Please report every line in the items below that contains the word "deer", copying each such line in full.

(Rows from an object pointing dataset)
• • • •

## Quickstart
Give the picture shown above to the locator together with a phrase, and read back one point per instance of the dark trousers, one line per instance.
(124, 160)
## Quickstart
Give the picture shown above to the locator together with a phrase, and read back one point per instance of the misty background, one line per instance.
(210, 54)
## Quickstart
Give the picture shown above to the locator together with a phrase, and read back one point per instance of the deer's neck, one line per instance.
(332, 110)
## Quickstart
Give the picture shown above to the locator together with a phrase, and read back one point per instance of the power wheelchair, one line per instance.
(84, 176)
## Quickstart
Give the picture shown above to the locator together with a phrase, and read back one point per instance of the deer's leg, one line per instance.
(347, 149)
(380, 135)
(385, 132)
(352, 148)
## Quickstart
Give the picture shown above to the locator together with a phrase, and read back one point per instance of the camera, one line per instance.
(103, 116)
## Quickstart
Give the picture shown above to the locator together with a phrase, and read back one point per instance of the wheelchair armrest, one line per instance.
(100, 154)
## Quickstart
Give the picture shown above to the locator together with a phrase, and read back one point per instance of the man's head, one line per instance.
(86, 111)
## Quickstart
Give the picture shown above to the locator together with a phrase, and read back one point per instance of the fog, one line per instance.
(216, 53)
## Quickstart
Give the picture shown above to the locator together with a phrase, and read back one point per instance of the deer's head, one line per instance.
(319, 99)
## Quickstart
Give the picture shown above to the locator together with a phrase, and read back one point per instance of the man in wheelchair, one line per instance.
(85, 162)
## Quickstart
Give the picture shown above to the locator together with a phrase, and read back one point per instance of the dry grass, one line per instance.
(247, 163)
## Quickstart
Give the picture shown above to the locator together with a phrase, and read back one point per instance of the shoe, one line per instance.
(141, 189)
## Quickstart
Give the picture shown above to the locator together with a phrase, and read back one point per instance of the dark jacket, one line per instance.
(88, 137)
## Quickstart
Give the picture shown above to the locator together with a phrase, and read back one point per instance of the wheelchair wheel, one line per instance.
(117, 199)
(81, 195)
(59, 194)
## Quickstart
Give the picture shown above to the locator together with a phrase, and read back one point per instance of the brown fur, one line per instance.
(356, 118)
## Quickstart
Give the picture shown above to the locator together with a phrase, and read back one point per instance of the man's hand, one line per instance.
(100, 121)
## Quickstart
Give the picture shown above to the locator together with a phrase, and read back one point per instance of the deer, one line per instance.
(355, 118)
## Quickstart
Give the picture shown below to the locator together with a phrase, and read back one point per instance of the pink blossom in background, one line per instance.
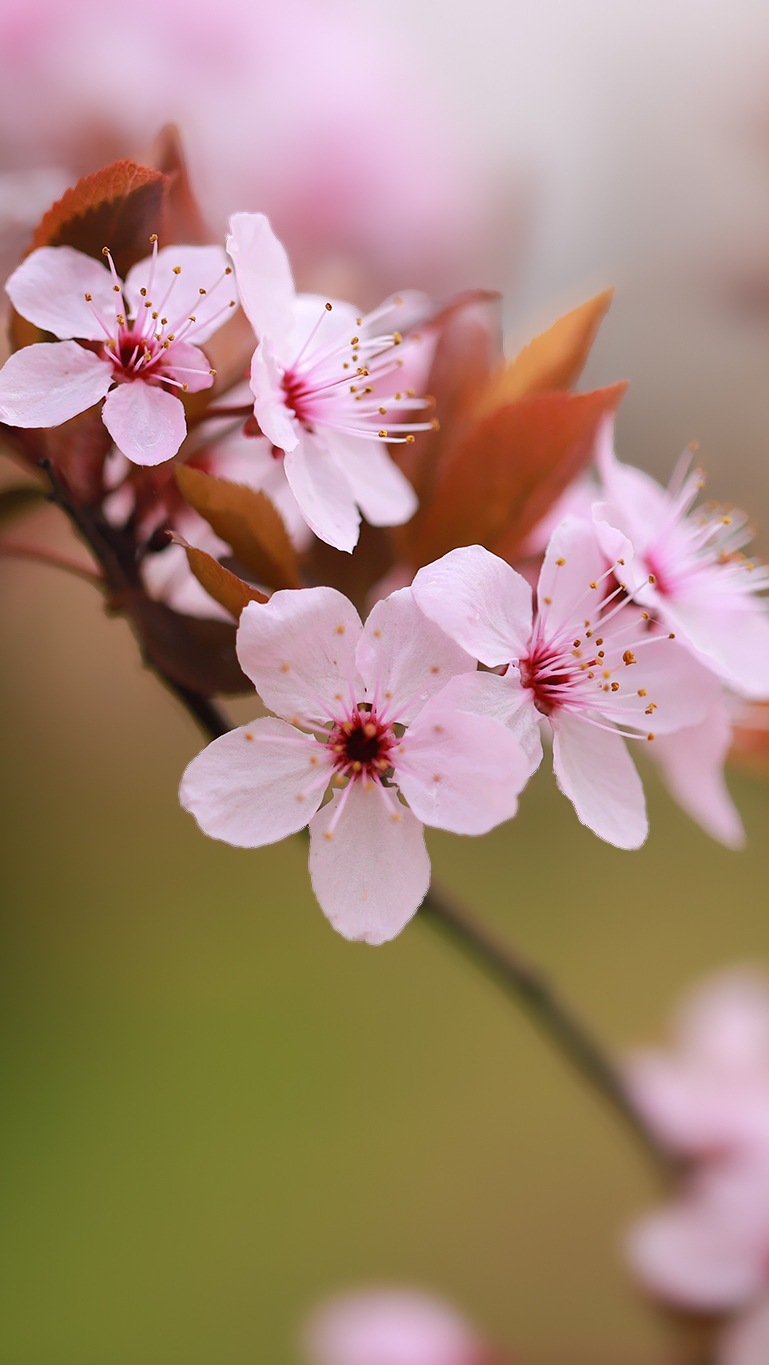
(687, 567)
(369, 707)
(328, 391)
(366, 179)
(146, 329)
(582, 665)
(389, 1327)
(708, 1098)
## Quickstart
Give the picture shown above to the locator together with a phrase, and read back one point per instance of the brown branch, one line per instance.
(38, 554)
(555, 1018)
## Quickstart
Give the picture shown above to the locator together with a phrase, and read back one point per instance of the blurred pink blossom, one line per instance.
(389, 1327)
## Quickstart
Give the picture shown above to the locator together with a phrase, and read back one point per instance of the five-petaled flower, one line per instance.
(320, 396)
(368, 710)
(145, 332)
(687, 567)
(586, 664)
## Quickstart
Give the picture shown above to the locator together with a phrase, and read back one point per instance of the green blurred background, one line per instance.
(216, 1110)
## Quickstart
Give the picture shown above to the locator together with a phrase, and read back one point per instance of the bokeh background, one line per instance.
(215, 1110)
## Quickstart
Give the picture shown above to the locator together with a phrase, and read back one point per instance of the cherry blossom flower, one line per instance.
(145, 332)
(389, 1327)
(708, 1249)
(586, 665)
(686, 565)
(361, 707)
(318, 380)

• • • •

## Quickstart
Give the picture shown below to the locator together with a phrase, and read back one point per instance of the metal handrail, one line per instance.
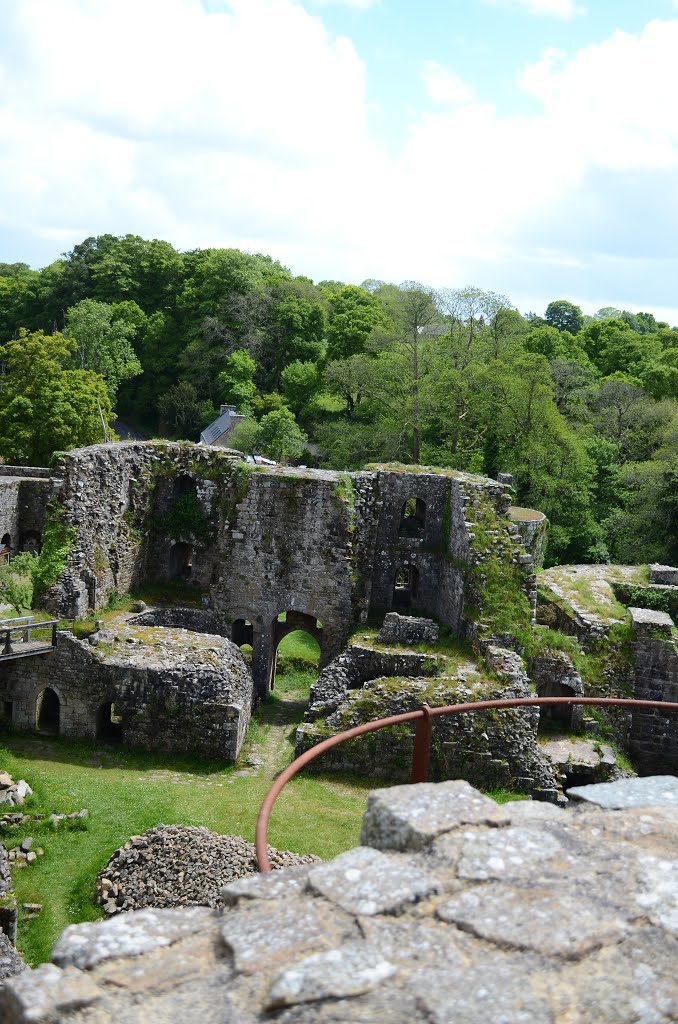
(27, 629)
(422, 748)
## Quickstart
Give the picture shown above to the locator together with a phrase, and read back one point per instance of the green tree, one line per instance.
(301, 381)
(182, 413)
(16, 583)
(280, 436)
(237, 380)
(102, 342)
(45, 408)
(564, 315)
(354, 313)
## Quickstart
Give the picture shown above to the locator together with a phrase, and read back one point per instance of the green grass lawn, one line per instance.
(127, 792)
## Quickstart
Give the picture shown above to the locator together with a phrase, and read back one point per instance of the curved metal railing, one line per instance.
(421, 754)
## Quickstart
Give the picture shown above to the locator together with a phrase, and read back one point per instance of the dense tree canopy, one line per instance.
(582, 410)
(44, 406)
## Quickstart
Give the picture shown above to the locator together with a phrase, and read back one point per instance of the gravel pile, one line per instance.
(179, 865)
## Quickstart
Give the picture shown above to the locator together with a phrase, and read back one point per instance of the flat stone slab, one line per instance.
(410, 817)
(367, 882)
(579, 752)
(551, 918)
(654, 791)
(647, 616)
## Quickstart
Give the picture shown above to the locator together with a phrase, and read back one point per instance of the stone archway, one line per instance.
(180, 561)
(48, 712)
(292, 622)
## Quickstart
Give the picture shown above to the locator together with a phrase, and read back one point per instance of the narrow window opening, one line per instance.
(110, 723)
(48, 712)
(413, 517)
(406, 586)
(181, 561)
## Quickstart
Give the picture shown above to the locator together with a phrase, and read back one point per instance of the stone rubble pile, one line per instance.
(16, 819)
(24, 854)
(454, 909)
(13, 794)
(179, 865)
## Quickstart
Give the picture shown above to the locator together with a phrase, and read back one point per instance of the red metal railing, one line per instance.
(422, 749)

• • • •

Result below:
Give the picture shown above to the locator together with a phrase, and read back one point per instance of the deer's neck, one line per instance.
Give the picture shown above to the locator together with a phrase, and read back one point per instance of the deer's leg, one line per instance.
Give the picture shown above to the locator together with a phrase, and read back one point per instance of the deer's head, one line per instance.
Give the picture shown above to the locator together with a phrase, and read back one point per instance of the deer, one line per instance.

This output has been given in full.